The Stepford Wives Organization’s Complete Guide to The Stepford Movies
The Complete Guide to the Stepford Movies by Carolyn Snowden at The Stepford Wives Organization at StepfordWife.com
Ira Levin’s original 1972 novella The Stepford Wives was both suspense and witty satire. It told the story of Joanna Eberhart, a semi-professional photographer who moves to a small town in Connecticut away from New York City. Living with her husband and two children, Joanna notices the women of Stepford being staid, cheery homemakers who were obsessed with cleaning and cooking. Their husbands, a group of computer and chemical engineers spent most of their time in the Men’s Association, where women are barred from entering.
She befriends Bobbie Markowe, a neighbor who exhibits all the traits opposite to those of the Stepford Wives. Together, they try to drum up a consciousness-raising group for women and bring feminism into Stepford. Along the way, they discovered a pattern of change that have occurred among the wives. After a long time resident commented on the progressive community that Stepford used to be, Joanna looks into the newspaper archives and discovers that there once existed a Stepford Women’s Group headed by someone who was now only concerned with daily chores in her kitchen. How did this transition occurred and can Joanna escape the ever tightening grip?
The term Stepford Wives has become a household word in the course of thirty some years since its inception. Though no such town exists in Connecticut, the state of mind in the code of a Stepford Wife remains a point of debate between those who celebrate homemaking versus those who feel domestic chores are a patriarchal conspiracy to keep women from entering professional careers.
As much as the Stepford franchise personifies American entrepreneurial tendencies to capitalize on a single name (Edgar J. Scherick produced the original and all subsequent sequels and the 2004 remake), each installment addresses a specific juncture of the women’s movement through time. After all, the Stepford Wives’ dialogue has always been about women’s liberation from the traditional homemaking boundaries and our duty as a helpmeet to our husbands.
When the original Stepford Wives movie came out in 1975, it was met with resistance, protest, and boycott from feminists. I have read so many feminist reviews and critical analyses of the Stepford Wives as a patriarchal fantasy that backfired and demeaned men as unconscionable chauvinist oppressors, but examine Ira Levin’s 1973 novel closely and you will see that it is a meta-satire that poked fun not only at men’s insecurities with the encroaching Equal Rights Amendment, National Organization of Women, and the Gloria Steinhem gang; it also gently broached doubt by way of suggestion.

#### EXTRACTED MATERIAL

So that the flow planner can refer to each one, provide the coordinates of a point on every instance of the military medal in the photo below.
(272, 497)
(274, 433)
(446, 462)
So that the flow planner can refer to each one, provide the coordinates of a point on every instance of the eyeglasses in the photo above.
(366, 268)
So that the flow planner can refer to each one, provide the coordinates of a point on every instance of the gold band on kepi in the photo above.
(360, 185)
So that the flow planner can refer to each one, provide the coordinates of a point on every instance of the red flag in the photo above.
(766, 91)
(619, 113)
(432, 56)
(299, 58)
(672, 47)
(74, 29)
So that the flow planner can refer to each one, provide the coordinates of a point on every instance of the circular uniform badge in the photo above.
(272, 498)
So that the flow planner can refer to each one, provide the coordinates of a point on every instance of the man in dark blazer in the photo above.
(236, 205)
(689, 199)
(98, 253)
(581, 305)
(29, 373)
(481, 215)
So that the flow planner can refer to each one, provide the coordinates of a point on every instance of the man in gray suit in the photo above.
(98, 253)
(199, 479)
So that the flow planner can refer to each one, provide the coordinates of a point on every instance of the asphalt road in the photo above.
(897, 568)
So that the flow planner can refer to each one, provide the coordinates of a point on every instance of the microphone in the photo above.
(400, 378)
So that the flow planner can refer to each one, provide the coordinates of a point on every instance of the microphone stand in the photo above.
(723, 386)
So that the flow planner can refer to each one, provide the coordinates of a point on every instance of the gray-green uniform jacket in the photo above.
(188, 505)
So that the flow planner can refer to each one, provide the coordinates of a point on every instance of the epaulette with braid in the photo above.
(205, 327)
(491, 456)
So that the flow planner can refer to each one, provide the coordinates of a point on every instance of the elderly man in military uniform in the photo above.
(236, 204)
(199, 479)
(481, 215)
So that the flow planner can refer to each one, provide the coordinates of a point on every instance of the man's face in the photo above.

#### WHAT YOU WILL DO
[a] Return the part of the Stepford movies guide from "The Stepford Wives Organization’s" through "barred from entering.", copied word for word.
[b] Answer these questions from the Stepford movies guide:
(i) What is Joanna Eberhart's occupation?
(ii) Who produced the original film, all of its sequels, and the 2004 remake?
(iii) In what year did the original Stepford Wives movie come out?
[c] Extend the guide to the Stepford movies, picking up after its final sentence.

#### ANSWERS BY TASK
[a]
The Stepford Wives Organization’s Complete Guide to The Stepford Movies
The Complete Guide to the Stepford Movies by Carolyn Snowden at The Stepford Wives Organization at StepfordWife.com
Ira Levin’s original 1972 novella The Stepford Wives was both suspense and witty satire. It told the story of Joanna Eberhart, a semi-professional photographer who moves to a small town in Connecticut away from New York City. Living with her husband and two children, Joanna notices the women of Stepford being staid, cheery homemakers who were obsessed with cleaning and cooking. Their husbands, a group of computer and chemical engineers spent most of their time in the Men’s Association, where women are barred from entering.

[b]
(i) She is a semi-professional photographer.
(ii) Edgar J. Scherick.
(iii) 1975.

[c]
For me, this was the crux – the “yoke” of the original Stepford Wife novella and movie that drove the more perceptive feminists insane.
The scene arrives when Joanna goes off to see a therapist. Deftly acted by Katharine Ross, the conversation between her character and Dr. Fancher wondering about a patriarchal conspiracy among the Stepford men to control their women. Dr. Fancher, sympathetic, proposes the notion that the artistic clique congregates at Westport CT., while the Home and Garden women flock to Stepford. She suggests that perhaps there is no conspiracy, no patriarchal designs on women, that Joanna’s paranoia – a metaphor for the paranoia of second wave feminism – could be nothing but a figment of her imagination.
What enraged the feminists even more was the critique conservative heroines such as Phyllis Schafly (we adore her!) observed about the Women’s Lib Movement. The Stepford Wives came at the heel of the mass hysteria with bra burnings, sexual liberation, and the demand for equal work opportunities for women. On the surface, the story, novella, and movie poked fun at men wanting robotic wives, but there is a sly subtext about how women who clamor for equal opportunities -even though we did not equal ability – were becoming robots to the fashionable rhetoric of the times. Schlafly made this observation.
I believe it was these underlying notions in the Stepford Wives that deprecated what feminists thought was a substantial demand for liberation and equality.
As you will see, the successive installments of the Stepford movie franchise played variations on this theme. Certainly many, if not all, of the tv films between the 1975 version and the 2004 remake lacked the biting satire of the original. However, they each contained little nuggets and “moments” which we will discuss.